From the listing below, select every line where the word "drinking" appears.

--------------------------------------------------

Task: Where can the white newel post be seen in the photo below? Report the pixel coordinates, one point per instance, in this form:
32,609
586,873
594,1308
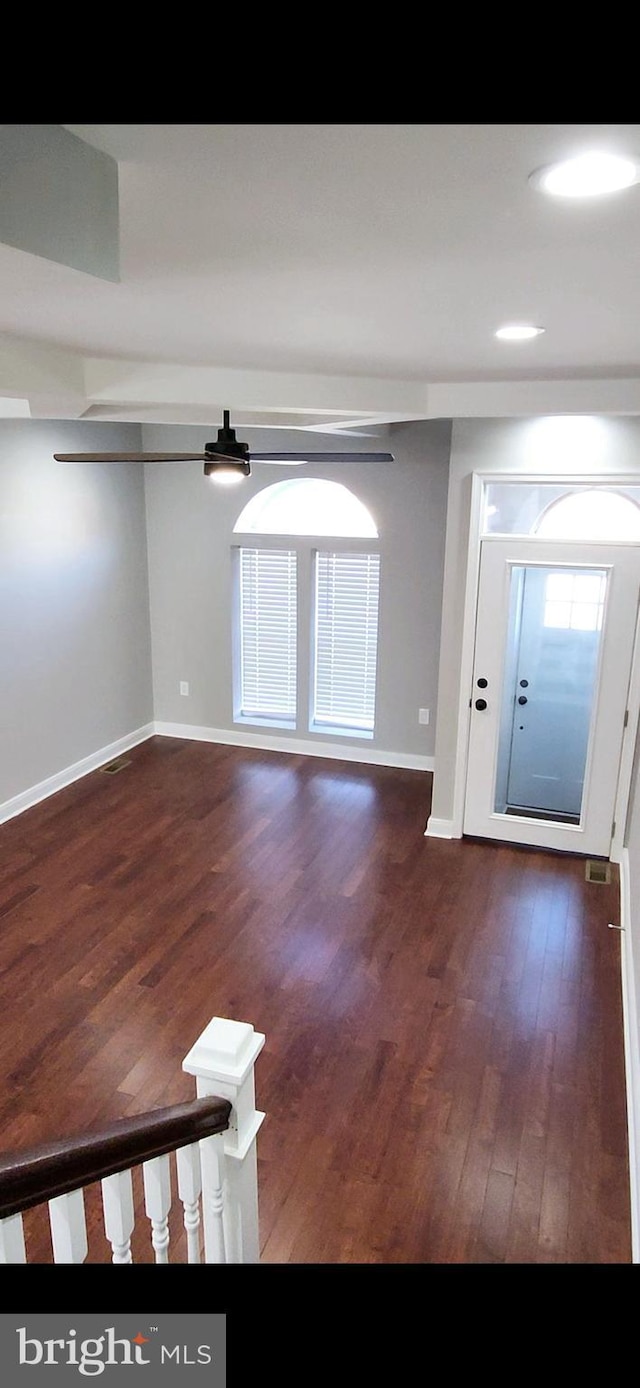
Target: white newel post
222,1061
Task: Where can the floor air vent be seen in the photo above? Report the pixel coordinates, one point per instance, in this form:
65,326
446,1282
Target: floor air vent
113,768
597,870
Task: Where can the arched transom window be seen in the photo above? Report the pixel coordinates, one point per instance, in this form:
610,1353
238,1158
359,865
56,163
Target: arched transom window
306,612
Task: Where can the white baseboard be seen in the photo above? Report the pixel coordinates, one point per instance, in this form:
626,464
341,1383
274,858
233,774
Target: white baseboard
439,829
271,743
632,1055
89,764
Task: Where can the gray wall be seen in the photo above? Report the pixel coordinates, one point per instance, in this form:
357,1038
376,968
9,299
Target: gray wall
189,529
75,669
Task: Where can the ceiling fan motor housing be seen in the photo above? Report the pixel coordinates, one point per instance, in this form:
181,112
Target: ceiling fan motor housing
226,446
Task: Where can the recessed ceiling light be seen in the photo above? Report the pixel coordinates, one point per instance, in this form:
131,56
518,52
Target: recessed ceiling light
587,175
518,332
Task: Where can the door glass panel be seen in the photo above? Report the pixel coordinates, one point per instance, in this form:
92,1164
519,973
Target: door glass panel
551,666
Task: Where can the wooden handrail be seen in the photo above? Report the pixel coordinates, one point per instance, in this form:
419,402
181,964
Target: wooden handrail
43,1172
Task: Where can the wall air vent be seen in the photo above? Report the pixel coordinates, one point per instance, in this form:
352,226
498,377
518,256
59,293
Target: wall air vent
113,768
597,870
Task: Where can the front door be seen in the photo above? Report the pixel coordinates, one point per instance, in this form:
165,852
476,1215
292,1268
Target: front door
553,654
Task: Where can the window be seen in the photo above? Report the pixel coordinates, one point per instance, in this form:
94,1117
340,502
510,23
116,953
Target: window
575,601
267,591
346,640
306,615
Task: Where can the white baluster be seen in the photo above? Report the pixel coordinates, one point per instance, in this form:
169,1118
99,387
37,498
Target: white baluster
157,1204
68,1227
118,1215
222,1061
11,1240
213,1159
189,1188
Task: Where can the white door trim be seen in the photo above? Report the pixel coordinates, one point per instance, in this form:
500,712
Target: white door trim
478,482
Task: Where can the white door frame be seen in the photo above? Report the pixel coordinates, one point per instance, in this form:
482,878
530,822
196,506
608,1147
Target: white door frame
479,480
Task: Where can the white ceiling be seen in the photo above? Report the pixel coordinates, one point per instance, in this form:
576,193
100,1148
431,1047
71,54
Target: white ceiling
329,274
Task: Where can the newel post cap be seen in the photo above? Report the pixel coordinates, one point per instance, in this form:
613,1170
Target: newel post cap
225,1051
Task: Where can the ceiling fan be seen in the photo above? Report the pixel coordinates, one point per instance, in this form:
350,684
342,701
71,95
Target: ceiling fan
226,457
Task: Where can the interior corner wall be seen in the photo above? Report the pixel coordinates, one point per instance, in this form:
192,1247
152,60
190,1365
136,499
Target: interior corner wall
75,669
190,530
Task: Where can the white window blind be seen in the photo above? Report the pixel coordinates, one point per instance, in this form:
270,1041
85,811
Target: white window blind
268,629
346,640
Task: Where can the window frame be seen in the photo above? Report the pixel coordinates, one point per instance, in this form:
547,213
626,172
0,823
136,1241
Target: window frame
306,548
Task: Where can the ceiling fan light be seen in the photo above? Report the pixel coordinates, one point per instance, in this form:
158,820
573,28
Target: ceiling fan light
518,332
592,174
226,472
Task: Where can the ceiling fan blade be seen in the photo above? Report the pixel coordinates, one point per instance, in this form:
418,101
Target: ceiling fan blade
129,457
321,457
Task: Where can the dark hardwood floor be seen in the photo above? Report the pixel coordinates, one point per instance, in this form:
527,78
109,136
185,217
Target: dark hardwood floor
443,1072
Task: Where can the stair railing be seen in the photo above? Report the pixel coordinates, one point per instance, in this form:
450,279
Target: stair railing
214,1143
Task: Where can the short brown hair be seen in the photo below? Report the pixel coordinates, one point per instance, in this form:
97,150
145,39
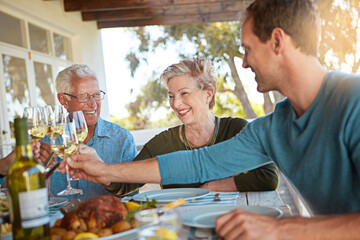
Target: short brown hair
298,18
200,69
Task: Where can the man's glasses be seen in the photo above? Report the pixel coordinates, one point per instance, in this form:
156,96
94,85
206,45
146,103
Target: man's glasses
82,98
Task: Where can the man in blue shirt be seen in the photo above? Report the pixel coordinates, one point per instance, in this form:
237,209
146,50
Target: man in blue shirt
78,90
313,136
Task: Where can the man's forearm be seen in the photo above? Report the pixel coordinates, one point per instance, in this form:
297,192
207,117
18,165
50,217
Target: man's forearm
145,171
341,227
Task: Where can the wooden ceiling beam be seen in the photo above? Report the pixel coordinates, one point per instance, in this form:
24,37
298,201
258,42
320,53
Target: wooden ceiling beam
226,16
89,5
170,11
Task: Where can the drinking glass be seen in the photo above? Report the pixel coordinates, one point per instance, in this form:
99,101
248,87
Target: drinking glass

--------------------------------------------------

=== Response to the task ===
Task: Where can the drinking glass be seen in the photo above? Report the pixel coordinates, one point per instance, in this form:
Target: drinking glass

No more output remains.